• Aim of the task:
Pull out every line of the data below that contains the string "handle", matching its case exactly.

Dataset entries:
----------

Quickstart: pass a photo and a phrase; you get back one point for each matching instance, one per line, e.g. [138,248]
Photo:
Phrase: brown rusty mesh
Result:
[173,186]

----------

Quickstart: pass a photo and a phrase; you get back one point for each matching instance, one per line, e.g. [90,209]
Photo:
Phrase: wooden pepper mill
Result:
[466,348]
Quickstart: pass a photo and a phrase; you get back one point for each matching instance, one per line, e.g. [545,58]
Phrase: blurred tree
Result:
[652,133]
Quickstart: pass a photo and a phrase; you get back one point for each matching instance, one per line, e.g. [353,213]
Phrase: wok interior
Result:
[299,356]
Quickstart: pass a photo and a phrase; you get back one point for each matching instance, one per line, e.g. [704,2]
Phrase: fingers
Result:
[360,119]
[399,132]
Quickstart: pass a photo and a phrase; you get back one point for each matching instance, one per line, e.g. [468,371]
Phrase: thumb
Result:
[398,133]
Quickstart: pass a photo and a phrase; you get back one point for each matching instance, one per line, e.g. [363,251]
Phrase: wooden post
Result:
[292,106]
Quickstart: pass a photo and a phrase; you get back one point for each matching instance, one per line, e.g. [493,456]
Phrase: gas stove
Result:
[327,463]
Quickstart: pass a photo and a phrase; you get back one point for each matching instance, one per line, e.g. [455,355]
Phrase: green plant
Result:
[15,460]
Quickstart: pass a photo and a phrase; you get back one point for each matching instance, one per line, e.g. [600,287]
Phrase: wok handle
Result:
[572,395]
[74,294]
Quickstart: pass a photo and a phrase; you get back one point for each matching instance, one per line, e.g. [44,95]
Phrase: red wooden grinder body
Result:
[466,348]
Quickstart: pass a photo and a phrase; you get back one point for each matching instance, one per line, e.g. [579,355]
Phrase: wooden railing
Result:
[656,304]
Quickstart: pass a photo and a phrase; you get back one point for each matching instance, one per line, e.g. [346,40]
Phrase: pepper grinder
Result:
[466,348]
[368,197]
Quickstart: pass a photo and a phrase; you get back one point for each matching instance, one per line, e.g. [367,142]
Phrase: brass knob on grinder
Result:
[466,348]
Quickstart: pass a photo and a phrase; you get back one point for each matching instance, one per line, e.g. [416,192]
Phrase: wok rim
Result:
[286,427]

----------

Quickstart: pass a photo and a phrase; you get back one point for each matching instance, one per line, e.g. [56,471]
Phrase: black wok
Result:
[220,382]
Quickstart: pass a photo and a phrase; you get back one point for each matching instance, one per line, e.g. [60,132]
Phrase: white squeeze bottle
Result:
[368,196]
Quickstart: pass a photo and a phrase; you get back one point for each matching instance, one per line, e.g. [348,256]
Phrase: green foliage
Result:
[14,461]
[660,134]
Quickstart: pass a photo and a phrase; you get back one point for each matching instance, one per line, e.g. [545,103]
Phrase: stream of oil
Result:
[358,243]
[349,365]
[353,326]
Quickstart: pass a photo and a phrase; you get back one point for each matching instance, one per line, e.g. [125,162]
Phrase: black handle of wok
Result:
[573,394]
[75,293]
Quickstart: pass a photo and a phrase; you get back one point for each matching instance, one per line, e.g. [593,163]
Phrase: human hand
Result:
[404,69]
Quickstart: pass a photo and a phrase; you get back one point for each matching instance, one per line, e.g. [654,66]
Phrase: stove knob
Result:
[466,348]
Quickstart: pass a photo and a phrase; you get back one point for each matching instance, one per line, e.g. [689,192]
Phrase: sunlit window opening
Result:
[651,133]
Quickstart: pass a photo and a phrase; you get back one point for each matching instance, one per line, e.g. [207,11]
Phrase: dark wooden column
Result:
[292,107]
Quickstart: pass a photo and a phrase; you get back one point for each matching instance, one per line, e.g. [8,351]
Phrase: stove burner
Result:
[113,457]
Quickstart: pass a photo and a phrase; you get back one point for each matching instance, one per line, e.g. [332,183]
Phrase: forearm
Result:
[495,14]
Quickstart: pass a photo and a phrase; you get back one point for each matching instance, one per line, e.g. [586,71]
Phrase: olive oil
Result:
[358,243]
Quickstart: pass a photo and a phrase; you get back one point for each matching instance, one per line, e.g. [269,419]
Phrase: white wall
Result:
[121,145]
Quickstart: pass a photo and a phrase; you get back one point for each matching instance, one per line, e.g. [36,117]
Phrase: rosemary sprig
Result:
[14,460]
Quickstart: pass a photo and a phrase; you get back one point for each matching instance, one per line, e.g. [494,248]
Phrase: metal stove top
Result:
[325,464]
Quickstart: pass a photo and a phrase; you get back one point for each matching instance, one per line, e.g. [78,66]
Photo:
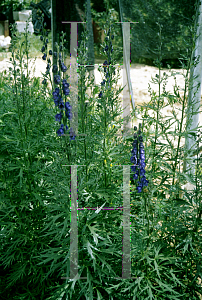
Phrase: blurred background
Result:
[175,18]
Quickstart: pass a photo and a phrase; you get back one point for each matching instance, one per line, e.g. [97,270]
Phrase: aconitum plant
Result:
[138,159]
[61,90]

----------

• Response to the task:
Phrase: wok handle
Phrase: black handle of wok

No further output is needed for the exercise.